> **Estratto fornito**
•••
LA “CONSOLANTE” INTERPRETAZIONE EMPATICA:
i nazisti, attraverso i lager, non volevano soltanto annientare del tutto gli Ebrei, ma il loro “compito” consisteva anche nel separarli fra di loro così da renderli l’uno ostile all’altro. Si spiegano in questo modo i Kapò, gli aguzzini ebrei al soldo di Hitler, sui quali il regista Gillo Pontecorvo ne fece nel 1960 un film illuminante.

Avviene un po’ la stessa cosa con il disco, con gli ascoltatori che si ritrovano quasi ad auto – distruggersi fino a odiare il creatore di questo male “musicale”, pur ben sapendo che lui è come loro (da cui la massima dell’ultimo brano: “Schiavi e Padroni tutti uguali”). Eppure a questi viene eliminata ogni certezza, così che ci si scontri inevitabilmente con il dilemma nietzscheano del “Dio è morto”, rendendosi di conseguenza consapevoli del modo assolutamente brutale con cui vengono utilizzati gli strumenti, dei quali solo la chitarra (di fatto l’unico reale appiglio per l’appassionato di musica rock) non è “usa e getta”.

Ma ricordiamoci che l’empatia, per quanto faccia soffrire con la sola immaginazione, è un valore più che positivo.
•••
> **Record in ingresso**
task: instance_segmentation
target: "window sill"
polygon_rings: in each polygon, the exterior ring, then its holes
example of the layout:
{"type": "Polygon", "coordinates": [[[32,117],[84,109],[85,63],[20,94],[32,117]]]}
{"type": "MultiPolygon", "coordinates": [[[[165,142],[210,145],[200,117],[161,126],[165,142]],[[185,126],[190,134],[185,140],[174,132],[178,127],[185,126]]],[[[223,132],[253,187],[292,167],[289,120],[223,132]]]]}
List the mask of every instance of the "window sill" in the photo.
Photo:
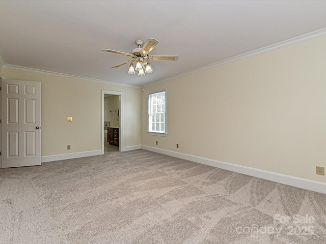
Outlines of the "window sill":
•••
> **I tuoi compiti**
(A) Trascrivi per intero, senza alcuna modifica, l'estratto sull'interpretazione empatica.
(B) Trova nei record tutte le righe in cui compare la stringa "sill" e ricopiale.

> **Risposte attese**
(A)
LA “CONSOLANTE” INTERPRETAZIONE EMPATICA:
i nazisti, attraverso i lager, non volevano soltanto annientare del tutto gli Ebrei, ma il loro “compito” consisteva anche nel separarli fra di loro così da renderli l’uno ostile all’altro. Si spiegano in questo modo i Kapò, gli aguzzini ebrei al soldo di Hitler, sui quali il regista Gillo Pontecorvo ne fece nel 1960 un film illuminante.

Avviene un po’ la stessa cosa con il disco, con gli ascoltatori che si ritrovano quasi ad auto – distruggersi fino a odiare il creatore di questo male “musicale”, pur ben sapendo che lui è come loro (da cui la massima dell’ultimo brano: “Schiavi e Padroni tutti uguali”). Eppure a questi viene eliminata ogni certezza, così che ci si scontri inevitabilmente con il dilemma nietzscheano del “Dio è morto”, rendendosi di conseguenza consapevoli del modo assolutamente brutale con cui vengono utilizzati gli strumenti, dei quali solo la chitarra (di fatto l’unico reale appiglio per l’appassionato di musica rock) non è “usa e getta”.

Ma ricordiamoci che l’empatia, per quanto faccia soffrire con la sola immaginazione, è un valore più che positivo.

(B)
target: "window sill"
List the mask of every instance of the "window sill" in the photo.
Outlines of the "window sill":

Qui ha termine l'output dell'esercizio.